* [Task] Format every line of the material below as a Markdown table with the columns "Row" and "Line", numbering each row and omitting blank lines.

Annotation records
____________________

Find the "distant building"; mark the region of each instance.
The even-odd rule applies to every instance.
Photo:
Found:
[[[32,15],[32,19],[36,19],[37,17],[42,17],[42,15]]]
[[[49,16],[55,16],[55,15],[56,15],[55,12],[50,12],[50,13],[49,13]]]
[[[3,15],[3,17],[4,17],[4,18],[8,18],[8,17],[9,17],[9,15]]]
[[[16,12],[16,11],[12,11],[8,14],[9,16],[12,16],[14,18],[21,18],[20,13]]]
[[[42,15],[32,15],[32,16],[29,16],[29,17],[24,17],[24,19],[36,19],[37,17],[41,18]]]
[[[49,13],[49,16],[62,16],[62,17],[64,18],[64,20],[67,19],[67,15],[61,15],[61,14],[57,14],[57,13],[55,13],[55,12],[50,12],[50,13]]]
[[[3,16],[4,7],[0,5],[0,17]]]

____________________

* [Solution to this problem]
| Row | Line |
|---|---|
| 1 | Find the "distant building"; mark the region of each instance. |
| 2 | The even-odd rule applies to every instance. |
| 3 | Photo: |
| 4 | Found: |
| 5 | [[[32,15],[32,19],[36,19],[37,17],[42,17],[42,15]]] |
| 6 | [[[49,16],[55,16],[55,15],[56,15],[55,12],[50,12],[50,13],[49,13]]] |
| 7 | [[[3,15],[3,17],[4,17],[4,18],[8,18],[8,17],[9,17],[9,15]]] |
| 8 | [[[16,12],[16,11],[12,11],[8,14],[9,16],[12,16],[14,18],[21,18],[20,13]]] |
| 9 | [[[42,15],[32,15],[32,16],[29,16],[29,17],[24,17],[24,19],[36,19],[37,17],[41,18]]] |
| 10 | [[[49,13],[49,16],[62,16],[62,17],[64,18],[64,20],[67,19],[67,15],[61,15],[61,14],[57,14],[57,13],[55,13],[55,12],[50,12],[50,13]]] |
| 11 | [[[3,16],[4,7],[0,5],[0,17]]] |